Texte choisi
À propos de la contrainte en psychiatrie

Jean-Baptiste Legouis
Paris, le 30 mars 2011

Au moment où l’Assemblée Nationale et le Sénat débattent sur un projet de loi réformant la loi de 1990 sur les modalités d’hospitalisation des patients en psychiatrie, un certain nombre de professionnels s’inquiètent des dérives possibles liées au cadre des hospitalisations sous contrainte, et au projet de contraindre les patients dans le cadre de leur traitement en ambulatoire. Vous pourrez avoir plus d’informations sur le site de l’appel des 39 contre la Nuit Sécuritaire.

Je souhaite apporter un éclairage clinique tiré de mon expérience auprès de personnes en grande précarité, sur les enjeux complexes de la contrainte dans le cadre des soins psychiatriques.

J’ai rencontré monsieur F… dans le lieu d’accueil de jour pour personnes sans domicile fixe où je travaillais il y a quelques années. Il est récemment sorti d’une hospitalisation d’office en psychiatrie. Il interpelle l’équipe pour qu’elle lui trouve un hébergement. Une solution est trouvée pour un mois dans un hôtel. Durant cette période monsieur F… ne fréquente plus la structure d’accueil de jour. Il revient très véhément à la fin de son séjour à l’hôtel en disant à l’équipe : « Vous devez me trouver un hébergement. » les travailleurs sociaux l’orientent alors vers les services d’hébergement d’urgence (le 115). Pendant les mois qui suivent monsieur F… vient presque quotidiennement, il reste dans sa demande d’hébergement et refuse toutes les orientations que nous lui proposons vers des soins, en interne ou en externe.

Il n’a plus de traitement et nous voyons, au fil du temps, son état se dégrader. Son hygiène est déplorable, il a des comportements étranges, il parle tout seul, rigole dans son coin de façon inquiétante, il erre dans les locaux sans parler aux autres personnes accueillies. Nous constatons un amaigrissement et le développement de parasites sur son corps. Nous cherchons alors une façon de lui apporter des soins. Son discours reste le même : « Je ne suis pas malade, j’ai juste besoin d’un logement. » Une partie de l’équipe pense qu’il faut le faire hospitaliser sous contrainte. Nous prenons contact avec le service dans lequel il avait été hospitalisé avant son arrivée dans notre structure. Nous apprenons alors qu’il avait été hospitalisé une première fois trois ans auparavant, à sa demande (Hospitalisation Libre). Cette hospitalisation avait été bénéfique il était docile aux soins, avait suivi une formation à sa sortie et bénéficié d’un hébergement dans un foyer plusieurs mois.

Extrait des données
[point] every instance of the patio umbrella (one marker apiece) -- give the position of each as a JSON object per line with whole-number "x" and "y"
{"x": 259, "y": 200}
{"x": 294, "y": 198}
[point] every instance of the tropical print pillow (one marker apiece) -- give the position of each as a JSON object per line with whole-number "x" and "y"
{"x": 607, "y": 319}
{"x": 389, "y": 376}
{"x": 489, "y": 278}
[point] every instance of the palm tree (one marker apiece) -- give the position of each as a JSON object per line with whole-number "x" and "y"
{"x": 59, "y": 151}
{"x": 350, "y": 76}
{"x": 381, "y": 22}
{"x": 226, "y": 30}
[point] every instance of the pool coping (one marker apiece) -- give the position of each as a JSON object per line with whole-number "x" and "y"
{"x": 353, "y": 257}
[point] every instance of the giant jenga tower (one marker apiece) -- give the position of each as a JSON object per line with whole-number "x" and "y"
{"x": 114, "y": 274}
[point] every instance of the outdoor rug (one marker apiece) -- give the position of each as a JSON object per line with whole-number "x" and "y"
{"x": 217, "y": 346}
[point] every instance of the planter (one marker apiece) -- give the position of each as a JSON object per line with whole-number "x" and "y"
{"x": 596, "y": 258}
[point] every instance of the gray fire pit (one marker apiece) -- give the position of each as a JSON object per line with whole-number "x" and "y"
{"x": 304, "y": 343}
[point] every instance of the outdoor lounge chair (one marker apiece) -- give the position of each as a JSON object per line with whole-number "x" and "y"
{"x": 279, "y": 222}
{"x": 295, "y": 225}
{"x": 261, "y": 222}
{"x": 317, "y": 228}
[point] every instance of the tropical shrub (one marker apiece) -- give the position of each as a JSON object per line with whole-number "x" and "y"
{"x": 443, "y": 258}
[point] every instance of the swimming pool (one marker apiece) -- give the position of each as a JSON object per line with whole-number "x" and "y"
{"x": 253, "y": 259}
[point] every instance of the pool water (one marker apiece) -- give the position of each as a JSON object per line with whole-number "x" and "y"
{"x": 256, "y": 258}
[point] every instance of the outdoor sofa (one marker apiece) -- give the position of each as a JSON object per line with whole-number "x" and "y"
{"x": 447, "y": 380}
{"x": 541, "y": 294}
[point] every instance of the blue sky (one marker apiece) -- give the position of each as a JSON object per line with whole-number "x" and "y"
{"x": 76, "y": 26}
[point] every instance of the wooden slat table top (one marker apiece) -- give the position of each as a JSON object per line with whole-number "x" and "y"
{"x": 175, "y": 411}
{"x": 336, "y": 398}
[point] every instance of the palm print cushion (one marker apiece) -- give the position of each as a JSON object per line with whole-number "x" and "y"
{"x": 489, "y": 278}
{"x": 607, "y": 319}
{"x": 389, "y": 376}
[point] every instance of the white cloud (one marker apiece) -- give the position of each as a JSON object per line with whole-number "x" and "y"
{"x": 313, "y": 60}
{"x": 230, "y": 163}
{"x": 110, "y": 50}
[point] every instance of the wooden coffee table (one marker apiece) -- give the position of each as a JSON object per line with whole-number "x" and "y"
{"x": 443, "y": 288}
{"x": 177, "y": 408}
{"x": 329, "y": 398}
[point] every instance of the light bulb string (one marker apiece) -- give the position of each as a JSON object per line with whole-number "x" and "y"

--

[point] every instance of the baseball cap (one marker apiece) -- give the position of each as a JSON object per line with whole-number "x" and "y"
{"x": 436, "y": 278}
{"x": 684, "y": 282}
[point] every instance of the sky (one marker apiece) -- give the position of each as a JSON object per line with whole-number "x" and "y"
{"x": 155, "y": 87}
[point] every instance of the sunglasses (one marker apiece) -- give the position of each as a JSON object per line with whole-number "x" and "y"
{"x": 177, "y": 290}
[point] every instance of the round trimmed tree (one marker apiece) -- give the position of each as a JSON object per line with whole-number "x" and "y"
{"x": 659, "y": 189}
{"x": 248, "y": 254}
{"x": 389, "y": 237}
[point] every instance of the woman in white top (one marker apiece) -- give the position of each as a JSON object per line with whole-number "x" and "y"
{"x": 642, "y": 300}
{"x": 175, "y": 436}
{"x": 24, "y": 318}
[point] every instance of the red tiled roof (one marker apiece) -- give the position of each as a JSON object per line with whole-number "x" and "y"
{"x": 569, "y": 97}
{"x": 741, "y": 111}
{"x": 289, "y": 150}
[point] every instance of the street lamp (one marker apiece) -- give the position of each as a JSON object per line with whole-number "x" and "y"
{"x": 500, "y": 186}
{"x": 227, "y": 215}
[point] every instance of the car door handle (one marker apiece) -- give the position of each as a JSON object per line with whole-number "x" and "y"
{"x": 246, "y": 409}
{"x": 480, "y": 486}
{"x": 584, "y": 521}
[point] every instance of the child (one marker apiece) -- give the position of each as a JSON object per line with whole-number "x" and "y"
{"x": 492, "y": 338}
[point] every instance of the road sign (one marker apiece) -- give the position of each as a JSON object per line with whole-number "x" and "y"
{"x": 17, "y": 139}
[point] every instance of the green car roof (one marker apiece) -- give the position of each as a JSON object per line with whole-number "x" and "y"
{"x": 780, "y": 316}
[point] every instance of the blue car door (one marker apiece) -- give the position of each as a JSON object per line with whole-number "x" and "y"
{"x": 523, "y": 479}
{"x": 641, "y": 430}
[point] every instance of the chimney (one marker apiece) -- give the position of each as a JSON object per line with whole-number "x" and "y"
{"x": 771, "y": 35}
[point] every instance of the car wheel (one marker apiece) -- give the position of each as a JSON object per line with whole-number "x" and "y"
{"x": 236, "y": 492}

---

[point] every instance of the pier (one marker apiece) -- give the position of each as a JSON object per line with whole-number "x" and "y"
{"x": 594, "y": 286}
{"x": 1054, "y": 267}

Consignes de travail
(a) Répondez à ces questions sur le texte consacré à la contrainte en psychiatrie :
(i) De quelle année date la loi que le projet débattu doit réformer ?
(ii) Pour quelle durée une solution d’hébergement à l’hôtel est-elle trouvée pour monsieur F… ?
(iii) Sous quelle forme monsieur F… avait-il été hospitalisé la première fois ?
(b) Dans le texte sur la contrainte en psychiatrie, résumez sous forme de liste le paragraphe qui commence par « J’ai rencontré monsieur F… », en gardant ses faits principaux.
(c) Reprenez le texte sur la contrainte en psychiatrie et poursuivez-le à partir de sa dernière phrase.

Résultats de l'exercice
(a)
(i) De 1990.
(ii) Pour un mois.
(iii) En hospitalisation libre, à sa demande.

(b)
- Monsieur F… a été rencontré dans un lieu d’accueil de jour pour personnes sans domicile fixe. Il venait de sortir d’une hospitalisation d’office en psychiatrie.
- Il demande un hébergement à l’équipe, qui lui trouve une place dans un hôtel pour un mois.
- Pendant ce séjour, il ne fréquente plus l’accueil de jour.
- À la fin du séjour, il revient très véhément et exige un hébergement. Les travailleurs sociaux l’orientent vers l’hébergement d’urgence (le 115).
- Les mois suivants, il vient presque chaque jour. Il maintient sa demande d’hébergement et refuse toute orientation vers des soins, en interne comme en externe.

(c)
C’est suite à une crise familiale qu’il va harceler les services municipaux de la ville où il est hébergé et que le maire va demander une hospitalisation d’office, sous contrainte. Pendant les quelques semaines qu’il passe à l’hôpital, monsieur F… est sur la défensive, il parle peu et refuse les soins.

C’est pour cette raison que nous décidons de faire tout notre possible pour qu’il accepte d’aller à l’hôpital de lui-même. Pendant plusieurs semaines je le rencontre fréquemment pour parler avec lui de ce qui le fait souffrir et lui témoigner la vive inquiétude de l’équipe par rapport à son état de santé. Petit à petit son discours très projectif « Ce n’est pas moi qui suis malade, c’est vous. » évolue, et finalement, un vendredi après-midi il vient me voir et me dit : « Je suis d’accord pour aller à l’hôpital ». Je l’y accompagne immédiatement. Nous le reverrons quelques mois plus tard, il est venu chercher son dossier pour les démarches sociales en cours. Il a repris du poids, est propre, bien coiffé. Il est souriant et dans un contact adapté avec les personnes qu’il rencontre dans la structure. Il est suivi dans un CMP et hébergé dans un foyer.

Nous pensons qu’ici, le fait d’avoir pris du temps pour obtenir son adhésion plutôt que de le contraindre a été déterminant.